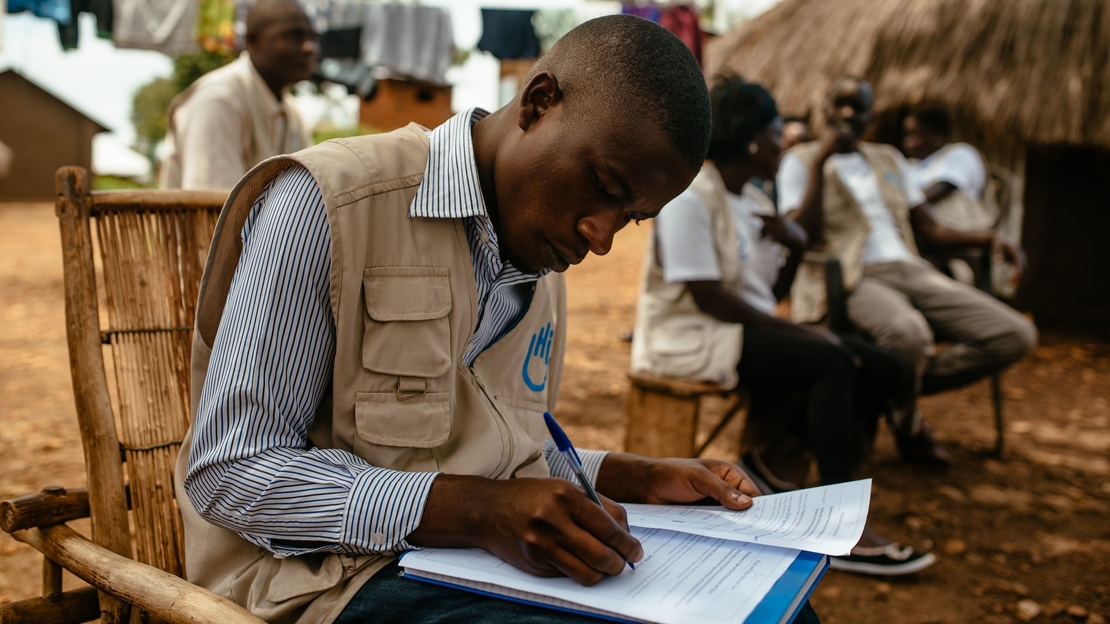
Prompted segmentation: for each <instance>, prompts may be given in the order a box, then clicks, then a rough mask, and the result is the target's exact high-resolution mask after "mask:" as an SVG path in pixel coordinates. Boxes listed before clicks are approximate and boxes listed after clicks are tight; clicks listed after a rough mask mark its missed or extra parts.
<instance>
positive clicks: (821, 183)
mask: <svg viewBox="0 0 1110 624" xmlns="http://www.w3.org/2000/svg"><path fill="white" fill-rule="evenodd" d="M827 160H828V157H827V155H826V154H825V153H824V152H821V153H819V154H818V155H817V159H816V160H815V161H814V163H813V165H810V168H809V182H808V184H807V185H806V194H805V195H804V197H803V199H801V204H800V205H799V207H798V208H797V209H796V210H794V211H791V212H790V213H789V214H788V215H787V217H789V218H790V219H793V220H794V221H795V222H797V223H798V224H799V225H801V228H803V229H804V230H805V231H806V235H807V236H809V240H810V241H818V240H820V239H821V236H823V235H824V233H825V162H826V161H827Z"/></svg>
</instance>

------------------------------------

EXERCISE:
Nothing but a number should be given: the count of lines above that include the string "instance".

EXERCISE SOLUTION:
3